◆ Work order
Transcribe every entry precisely, omitting nothing.

◆ Stored items

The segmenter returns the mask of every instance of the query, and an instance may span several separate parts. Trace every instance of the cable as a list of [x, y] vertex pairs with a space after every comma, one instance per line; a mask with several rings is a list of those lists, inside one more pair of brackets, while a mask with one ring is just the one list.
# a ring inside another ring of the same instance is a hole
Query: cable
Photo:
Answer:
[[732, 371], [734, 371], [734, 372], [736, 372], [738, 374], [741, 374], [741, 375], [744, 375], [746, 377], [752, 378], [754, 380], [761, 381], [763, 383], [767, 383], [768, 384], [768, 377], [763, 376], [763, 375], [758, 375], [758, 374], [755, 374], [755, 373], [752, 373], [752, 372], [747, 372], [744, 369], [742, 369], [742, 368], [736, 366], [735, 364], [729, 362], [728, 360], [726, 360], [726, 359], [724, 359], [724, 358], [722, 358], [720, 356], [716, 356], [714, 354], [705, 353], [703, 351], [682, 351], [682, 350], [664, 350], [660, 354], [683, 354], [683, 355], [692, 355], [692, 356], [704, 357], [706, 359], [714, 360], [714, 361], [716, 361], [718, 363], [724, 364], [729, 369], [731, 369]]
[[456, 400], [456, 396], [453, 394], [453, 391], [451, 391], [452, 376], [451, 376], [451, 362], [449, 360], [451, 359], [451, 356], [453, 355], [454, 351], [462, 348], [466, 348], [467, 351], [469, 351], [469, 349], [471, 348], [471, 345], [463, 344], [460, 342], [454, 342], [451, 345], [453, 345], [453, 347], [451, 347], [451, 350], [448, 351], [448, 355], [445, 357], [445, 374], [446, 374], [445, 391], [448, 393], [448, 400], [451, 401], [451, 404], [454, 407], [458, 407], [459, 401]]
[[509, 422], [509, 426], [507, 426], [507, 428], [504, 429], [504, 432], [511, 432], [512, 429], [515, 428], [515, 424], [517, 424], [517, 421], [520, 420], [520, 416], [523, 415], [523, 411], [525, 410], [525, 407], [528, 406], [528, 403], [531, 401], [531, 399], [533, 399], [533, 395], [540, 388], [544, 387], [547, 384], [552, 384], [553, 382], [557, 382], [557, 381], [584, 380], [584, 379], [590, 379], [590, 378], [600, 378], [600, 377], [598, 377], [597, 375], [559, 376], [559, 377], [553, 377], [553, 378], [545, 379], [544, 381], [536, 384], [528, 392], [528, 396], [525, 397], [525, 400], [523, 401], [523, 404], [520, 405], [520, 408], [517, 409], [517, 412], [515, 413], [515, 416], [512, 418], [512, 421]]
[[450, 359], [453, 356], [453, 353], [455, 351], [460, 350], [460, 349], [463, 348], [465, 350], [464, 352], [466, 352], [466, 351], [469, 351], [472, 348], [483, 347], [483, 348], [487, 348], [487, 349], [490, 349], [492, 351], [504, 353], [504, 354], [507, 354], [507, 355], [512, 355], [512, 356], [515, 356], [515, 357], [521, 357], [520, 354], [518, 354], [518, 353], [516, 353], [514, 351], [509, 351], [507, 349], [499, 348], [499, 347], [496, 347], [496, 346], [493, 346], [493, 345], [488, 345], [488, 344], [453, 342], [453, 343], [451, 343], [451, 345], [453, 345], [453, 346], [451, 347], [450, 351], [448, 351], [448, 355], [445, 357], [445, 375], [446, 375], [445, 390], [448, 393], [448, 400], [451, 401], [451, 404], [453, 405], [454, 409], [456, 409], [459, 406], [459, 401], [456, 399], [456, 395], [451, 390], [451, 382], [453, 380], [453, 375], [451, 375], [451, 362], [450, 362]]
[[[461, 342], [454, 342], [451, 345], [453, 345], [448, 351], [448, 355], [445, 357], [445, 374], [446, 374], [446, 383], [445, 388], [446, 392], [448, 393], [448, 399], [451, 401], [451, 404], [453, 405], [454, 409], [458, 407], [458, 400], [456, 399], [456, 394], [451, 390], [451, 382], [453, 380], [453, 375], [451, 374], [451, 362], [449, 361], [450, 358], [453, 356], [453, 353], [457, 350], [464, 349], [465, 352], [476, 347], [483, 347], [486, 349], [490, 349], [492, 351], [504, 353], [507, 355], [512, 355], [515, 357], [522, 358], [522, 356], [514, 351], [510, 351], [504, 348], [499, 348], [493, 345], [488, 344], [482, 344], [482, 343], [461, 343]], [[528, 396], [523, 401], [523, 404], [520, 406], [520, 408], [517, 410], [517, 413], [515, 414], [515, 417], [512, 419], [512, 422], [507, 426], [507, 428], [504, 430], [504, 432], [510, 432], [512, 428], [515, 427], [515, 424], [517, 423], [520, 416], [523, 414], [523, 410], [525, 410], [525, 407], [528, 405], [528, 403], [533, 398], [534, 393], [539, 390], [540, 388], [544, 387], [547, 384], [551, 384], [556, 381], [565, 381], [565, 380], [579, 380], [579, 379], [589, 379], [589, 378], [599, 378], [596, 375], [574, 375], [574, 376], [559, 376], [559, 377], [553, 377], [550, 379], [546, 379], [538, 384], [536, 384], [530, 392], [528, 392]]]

◆ Problem solution
The segmenter returns the mask of every instance of the query, and an instance may span several separate parts. Trace every instance of the cable as a list of [x, y] vertex pairs with a space after every comma, one instance per line; a mask with several rings is a list of those lists, inside one more pair of brackets, while a mask with one ring is just the one list.
# a ring inside another ring of the same instance is a hole
Query: cable
Photo:
Answer:
[[732, 371], [734, 371], [734, 372], [736, 372], [738, 374], [741, 374], [741, 375], [744, 375], [746, 377], [752, 378], [754, 380], [761, 381], [763, 383], [767, 383], [768, 384], [768, 377], [763, 376], [763, 375], [758, 375], [758, 374], [755, 374], [755, 373], [752, 373], [752, 372], [747, 372], [744, 369], [742, 369], [742, 368], [736, 366], [735, 364], [729, 362], [728, 360], [726, 360], [726, 359], [724, 359], [724, 358], [722, 358], [720, 356], [716, 356], [714, 354], [705, 353], [703, 351], [682, 351], [682, 350], [664, 350], [660, 354], [683, 354], [683, 355], [692, 355], [692, 356], [704, 357], [706, 359], [714, 360], [714, 361], [716, 361], [718, 363], [724, 364], [729, 369], [731, 369]]
[[456, 400], [456, 396], [453, 394], [453, 391], [451, 391], [452, 376], [451, 376], [451, 362], [449, 360], [451, 359], [451, 356], [453, 355], [454, 351], [462, 348], [466, 348], [467, 351], [469, 351], [469, 349], [471, 348], [471, 345], [463, 344], [460, 342], [454, 342], [451, 345], [453, 345], [453, 347], [451, 347], [451, 350], [448, 351], [448, 355], [445, 357], [445, 374], [446, 374], [445, 391], [448, 393], [448, 400], [451, 401], [451, 404], [454, 407], [458, 407], [459, 401]]
[[509, 422], [509, 426], [507, 426], [507, 428], [504, 429], [504, 432], [511, 432], [512, 429], [515, 428], [515, 424], [517, 424], [517, 421], [520, 420], [520, 416], [523, 415], [523, 411], [525, 410], [525, 407], [528, 406], [528, 403], [531, 401], [531, 399], [533, 399], [533, 395], [540, 388], [544, 387], [547, 384], [552, 384], [553, 382], [557, 382], [557, 381], [584, 380], [584, 379], [590, 379], [590, 378], [600, 378], [600, 377], [598, 377], [597, 375], [559, 376], [559, 377], [553, 377], [553, 378], [545, 379], [544, 381], [536, 384], [528, 392], [528, 396], [525, 397], [525, 400], [523, 401], [523, 404], [520, 405], [520, 408], [517, 409], [517, 412], [515, 413], [515, 416], [512, 418], [512, 421]]
[[450, 359], [453, 356], [453, 353], [455, 351], [460, 350], [460, 349], [463, 348], [465, 350], [464, 352], [466, 352], [466, 351], [469, 351], [472, 348], [483, 347], [483, 348], [487, 348], [487, 349], [490, 349], [492, 351], [504, 353], [504, 354], [507, 354], [507, 355], [512, 355], [512, 356], [515, 356], [515, 357], [521, 357], [520, 354], [518, 354], [518, 353], [516, 353], [514, 351], [509, 351], [507, 349], [499, 348], [499, 347], [496, 347], [496, 346], [493, 346], [493, 345], [488, 345], [488, 344], [453, 342], [453, 343], [451, 343], [451, 345], [453, 345], [453, 346], [451, 347], [450, 351], [448, 351], [448, 355], [445, 357], [445, 375], [446, 375], [445, 390], [448, 393], [448, 400], [451, 401], [451, 404], [453, 405], [454, 409], [456, 409], [459, 406], [459, 401], [456, 399], [456, 395], [451, 390], [451, 382], [453, 380], [453, 375], [451, 375], [451, 362], [450, 362]]
[[[461, 342], [454, 342], [451, 345], [453, 345], [448, 351], [448, 355], [445, 357], [445, 374], [446, 374], [446, 383], [445, 388], [446, 392], [448, 393], [448, 399], [451, 401], [451, 404], [453, 405], [454, 409], [458, 407], [458, 400], [456, 399], [456, 394], [451, 390], [451, 382], [453, 380], [453, 375], [451, 374], [451, 362], [449, 361], [450, 358], [453, 356], [453, 353], [457, 350], [464, 349], [465, 352], [476, 347], [483, 347], [486, 349], [490, 349], [492, 351], [504, 353], [507, 355], [512, 355], [515, 357], [522, 358], [522, 356], [514, 351], [510, 351], [504, 348], [499, 348], [493, 345], [488, 344], [482, 344], [482, 343], [461, 343]], [[528, 396], [523, 401], [523, 404], [520, 406], [520, 408], [517, 410], [517, 413], [515, 414], [515, 417], [512, 419], [512, 422], [507, 426], [507, 428], [504, 430], [504, 432], [510, 432], [512, 428], [515, 427], [515, 424], [517, 423], [520, 416], [523, 414], [523, 410], [525, 410], [525, 407], [528, 405], [528, 403], [533, 398], [534, 393], [539, 390], [540, 388], [544, 387], [547, 384], [551, 384], [556, 381], [565, 381], [565, 380], [579, 380], [579, 379], [589, 379], [589, 378], [599, 378], [596, 375], [574, 375], [574, 376], [559, 376], [559, 377], [553, 377], [550, 379], [546, 379], [538, 384], [536, 384], [530, 392], [528, 392]]]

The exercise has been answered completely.